- _Action item 1_
In the piece on Traditionis Custodes, in what year did Pope Benedict XVI relax the guidelines on celebrating the Extraordinary Form?
- _Action item 2_
Carry on the piece on Traditionis Custodes from the point where it stops.

Getting the Facts Straight
Catholic media has been abuzz for the last several days over the publication of Traditionis Custodes. This document is a motu proprio1 restricting the celebration of the Extraordinary Form of the Mass (EF), also known as the traditional Latin Mass (TLM), the pre-Vatican II Mass, the Vetus Ordo, and a few other names besides. The official translation of the document can be found here on the Vatican’s website, with an accompanying letter from Pope Francis here.
A lot of misconceptions have circulated about this document. Here are a few facts about it.
1. Does Traditionis Custodes abolish the Latin Mass?
No, for two reasons. First, while people normally mean the EF when they speak of the Latin Mass, it is perfectly licit (though rare) to celebrate the Ordinary Form in Latin; they do it at St. Matthew’s Cathedral in DC, for instance. And second, while celebration of the EF is being restricted, it is not being abolished.
2. How is the Extraordinary Form being restricted?
When Pope Benedict XVI relaxed the guidelines on celebrating the EF in 2007, the new rules allowed priests to celebrate the old rite for groups of the faithful more or less at their request, without needing special permission from their bishop. Traditionis Custodes changes this in several ways:
- The bishop’s explicit permission is now required to celebrate the EF (both for priests who wish to begin celebrating it, and for those who wish to continue)
- The bishop must determine that the groups who request the EF acknowledge the Second Vatican Council and the authority of the Pope
- Designated days and locations for the EF must be established, and a designated EF priest must be appointed to shepherd EF groups
- New EF groups are not to be authorized
There are some details that I don’t fully understand; for example, Art. 1§3 says that the readings are to be in the vernacular, and I don’t know whether that means that the vernacular readings must replace the Latin ones or simply be included in addition to the Latin. (The latter is the way I’ve generally seen things done, but I haven’t been to nearly as many EF liturgies as some of my peers.)
3. Wait, so who can still celebrate the EF?
Any priest who has his bishop’s permission, for one. For another, the document states that groups like the Fraternal Society of St. Peter (FSSP) and the Institute of Christ the King, Sovereign Priest (ICKSP), part of whose ministry is the celebration of the old rite, fall under the authority of the Congregation for Institutes of Consecrated Life. I gather this means there will be no change to their liturgies—along the lines of the Dominican Rite.
4. Is this a first step to complete suppression of the EF?
The accompanying letter states that “those who are rooted in the previous form of celebration … need to return in due time to the Roman Rite promulgated by Saints Paul VI and John Paul II”. That could mean that the long-term plan, or at least expectation, is that the EF will eventually be suppressed, at least outside of groups like the FSSP.2 If it does—well, I’d certainly be disappointed about that, and I would grieve with my brothers and sisters to whom the EF is deeply precious. I might even go as far as to call it an unnecessary and possibly imprudent decision. But I would also acknowledge that it is entirely the Holy Father’s right to make decisions of this kind about the Mass; that he enjoys a perspective on the whole Church which I do not (I am in no position to glean information from all the Catholic bishops in the world, for instance); and that communion with Peter supersedes all liturgical preferences, even those we hold for very good reasons.

- _The data_
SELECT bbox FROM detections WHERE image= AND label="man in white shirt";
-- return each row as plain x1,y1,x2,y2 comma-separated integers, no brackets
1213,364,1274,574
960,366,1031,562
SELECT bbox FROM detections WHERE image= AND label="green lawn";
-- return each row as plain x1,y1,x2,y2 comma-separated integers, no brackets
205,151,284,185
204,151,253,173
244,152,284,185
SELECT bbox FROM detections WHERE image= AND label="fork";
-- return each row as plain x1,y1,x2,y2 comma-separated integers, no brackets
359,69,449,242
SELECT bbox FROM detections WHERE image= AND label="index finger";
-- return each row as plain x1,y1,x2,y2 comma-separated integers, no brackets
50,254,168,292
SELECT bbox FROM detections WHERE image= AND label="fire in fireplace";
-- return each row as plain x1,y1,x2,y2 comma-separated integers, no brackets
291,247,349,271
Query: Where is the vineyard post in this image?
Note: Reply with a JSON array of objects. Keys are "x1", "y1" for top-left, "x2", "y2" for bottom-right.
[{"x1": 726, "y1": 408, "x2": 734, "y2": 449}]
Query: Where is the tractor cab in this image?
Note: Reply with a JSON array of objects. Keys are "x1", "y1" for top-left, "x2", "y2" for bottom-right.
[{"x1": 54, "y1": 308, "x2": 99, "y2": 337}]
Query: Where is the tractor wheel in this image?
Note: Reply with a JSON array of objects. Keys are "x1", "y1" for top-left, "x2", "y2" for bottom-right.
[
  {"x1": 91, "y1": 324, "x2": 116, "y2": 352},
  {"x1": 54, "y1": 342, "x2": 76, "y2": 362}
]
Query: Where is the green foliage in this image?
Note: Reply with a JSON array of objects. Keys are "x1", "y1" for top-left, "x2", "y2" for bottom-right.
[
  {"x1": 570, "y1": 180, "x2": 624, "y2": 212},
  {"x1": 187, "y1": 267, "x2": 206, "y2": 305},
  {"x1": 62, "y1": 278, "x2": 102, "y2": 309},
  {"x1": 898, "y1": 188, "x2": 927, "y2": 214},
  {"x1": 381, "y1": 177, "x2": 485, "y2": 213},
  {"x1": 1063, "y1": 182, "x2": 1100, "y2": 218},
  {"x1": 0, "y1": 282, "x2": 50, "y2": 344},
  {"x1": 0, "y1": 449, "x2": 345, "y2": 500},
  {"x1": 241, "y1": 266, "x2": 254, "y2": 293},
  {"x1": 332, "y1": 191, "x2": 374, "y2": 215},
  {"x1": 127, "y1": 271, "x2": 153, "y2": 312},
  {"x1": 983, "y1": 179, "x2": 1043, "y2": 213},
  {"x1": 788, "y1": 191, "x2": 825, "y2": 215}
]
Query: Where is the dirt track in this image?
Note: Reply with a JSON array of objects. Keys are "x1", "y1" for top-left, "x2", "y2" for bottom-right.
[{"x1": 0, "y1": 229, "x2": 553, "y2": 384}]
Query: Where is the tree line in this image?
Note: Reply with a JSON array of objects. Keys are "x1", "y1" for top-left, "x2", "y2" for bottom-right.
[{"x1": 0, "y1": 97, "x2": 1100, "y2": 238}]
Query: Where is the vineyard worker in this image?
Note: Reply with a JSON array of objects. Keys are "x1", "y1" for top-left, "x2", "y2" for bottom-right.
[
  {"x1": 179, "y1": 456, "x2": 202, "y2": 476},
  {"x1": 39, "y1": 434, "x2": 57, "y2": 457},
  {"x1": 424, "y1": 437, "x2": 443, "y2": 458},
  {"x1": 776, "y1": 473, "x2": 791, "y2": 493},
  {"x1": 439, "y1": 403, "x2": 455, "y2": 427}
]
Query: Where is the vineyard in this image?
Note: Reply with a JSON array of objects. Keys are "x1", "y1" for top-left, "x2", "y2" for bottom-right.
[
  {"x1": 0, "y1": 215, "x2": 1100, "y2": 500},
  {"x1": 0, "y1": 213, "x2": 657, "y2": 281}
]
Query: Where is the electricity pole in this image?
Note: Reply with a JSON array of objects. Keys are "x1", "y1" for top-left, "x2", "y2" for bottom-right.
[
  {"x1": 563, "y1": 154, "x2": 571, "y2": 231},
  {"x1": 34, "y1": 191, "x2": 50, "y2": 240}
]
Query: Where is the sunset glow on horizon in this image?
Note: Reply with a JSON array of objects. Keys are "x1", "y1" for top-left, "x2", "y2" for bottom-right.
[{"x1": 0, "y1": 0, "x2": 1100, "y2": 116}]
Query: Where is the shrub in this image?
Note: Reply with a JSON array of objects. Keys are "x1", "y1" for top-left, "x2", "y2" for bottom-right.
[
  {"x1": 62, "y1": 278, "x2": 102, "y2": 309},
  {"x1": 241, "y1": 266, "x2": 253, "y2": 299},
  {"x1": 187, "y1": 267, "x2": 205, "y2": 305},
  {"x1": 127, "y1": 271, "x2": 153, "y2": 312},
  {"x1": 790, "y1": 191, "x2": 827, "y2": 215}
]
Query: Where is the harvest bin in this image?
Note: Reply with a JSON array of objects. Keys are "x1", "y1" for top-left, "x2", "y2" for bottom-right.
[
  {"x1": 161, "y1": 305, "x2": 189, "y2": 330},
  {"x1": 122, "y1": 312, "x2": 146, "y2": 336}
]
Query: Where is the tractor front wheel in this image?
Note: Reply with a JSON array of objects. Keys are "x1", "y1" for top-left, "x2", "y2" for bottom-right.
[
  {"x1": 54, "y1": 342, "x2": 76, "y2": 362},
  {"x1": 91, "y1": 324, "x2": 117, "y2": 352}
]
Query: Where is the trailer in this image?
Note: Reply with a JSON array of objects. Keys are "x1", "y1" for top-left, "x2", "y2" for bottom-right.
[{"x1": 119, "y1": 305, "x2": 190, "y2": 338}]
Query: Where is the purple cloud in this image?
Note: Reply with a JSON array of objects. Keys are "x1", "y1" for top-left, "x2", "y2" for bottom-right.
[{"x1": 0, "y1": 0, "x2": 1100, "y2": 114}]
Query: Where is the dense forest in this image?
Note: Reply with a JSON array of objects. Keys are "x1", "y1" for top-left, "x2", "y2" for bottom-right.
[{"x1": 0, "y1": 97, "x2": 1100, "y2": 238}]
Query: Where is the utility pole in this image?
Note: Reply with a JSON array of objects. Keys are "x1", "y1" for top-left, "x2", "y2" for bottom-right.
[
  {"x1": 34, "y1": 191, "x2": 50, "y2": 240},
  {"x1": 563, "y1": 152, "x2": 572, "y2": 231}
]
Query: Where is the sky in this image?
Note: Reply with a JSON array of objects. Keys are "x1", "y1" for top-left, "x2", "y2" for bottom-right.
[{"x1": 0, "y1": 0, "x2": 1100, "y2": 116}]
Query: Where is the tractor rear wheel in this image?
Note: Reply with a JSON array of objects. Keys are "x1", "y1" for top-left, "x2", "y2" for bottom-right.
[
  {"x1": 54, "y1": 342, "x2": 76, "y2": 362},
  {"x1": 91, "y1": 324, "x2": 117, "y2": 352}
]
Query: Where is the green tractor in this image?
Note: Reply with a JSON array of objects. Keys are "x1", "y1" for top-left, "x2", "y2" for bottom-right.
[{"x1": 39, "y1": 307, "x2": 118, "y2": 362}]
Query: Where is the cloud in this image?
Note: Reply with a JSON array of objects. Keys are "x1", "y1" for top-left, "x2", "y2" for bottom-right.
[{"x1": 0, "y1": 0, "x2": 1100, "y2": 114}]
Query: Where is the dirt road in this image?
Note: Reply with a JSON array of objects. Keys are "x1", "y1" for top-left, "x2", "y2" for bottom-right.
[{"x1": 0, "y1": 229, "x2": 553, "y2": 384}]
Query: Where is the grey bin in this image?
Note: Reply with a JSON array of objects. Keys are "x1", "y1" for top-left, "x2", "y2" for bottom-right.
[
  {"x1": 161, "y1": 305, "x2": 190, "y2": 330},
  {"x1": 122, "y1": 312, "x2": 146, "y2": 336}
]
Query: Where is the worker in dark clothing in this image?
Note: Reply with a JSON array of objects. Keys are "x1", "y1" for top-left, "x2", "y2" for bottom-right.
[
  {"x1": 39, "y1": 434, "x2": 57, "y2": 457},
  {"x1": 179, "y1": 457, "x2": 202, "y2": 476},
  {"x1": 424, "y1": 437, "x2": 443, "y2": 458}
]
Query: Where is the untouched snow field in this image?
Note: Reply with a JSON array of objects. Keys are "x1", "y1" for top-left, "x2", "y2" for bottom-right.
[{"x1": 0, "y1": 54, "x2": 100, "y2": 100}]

- _Task answer 1_
2007

- _Task answer 2_
5. What does this mean for other liturgies?
Long-time followers of the blog may know that while I’m not a regular EF-goer, I am a member of the Personal Ordinariate of the Chair of Peter, and our liturgy is (what used to be) called the “Anglican Use of the Roman Rite”; it’s based largely on the Book of Common Prayer (which was in turn based on the Sarum Use of the pre-Tridentine Roman liturgy). Since Art. 1 states explicitly that “The liturgical books promulgated by St. Paul VI and St. John Paul II … are the unique expression of the lex orandi3 of the Roman Rite,” a few people have expressed concern that this could mean the Ordinariate liturgy could be “next.”
Coat of arms of the Ordinariate of the Chair of St. Peter (source)
I don’t think so. It is probably worth pointing out that the Roman Rite has been reformed several times before now (notably by St. Pius V in the sixteenth century and by St. Gregory the Great in the seventh), and as far as I know, the current situation—an older form of the rite continuing alongside the newer form—is unprecedented. In this way, the EF isn’t really analogous to other Catholic liturgies like the Byzantine4 or the Maronite, or even in that sense the Anglican Use, which come from different cultures rather than from different periods.
6. But what problem is this even supposed to be addressing? Why can’t people just have the EF?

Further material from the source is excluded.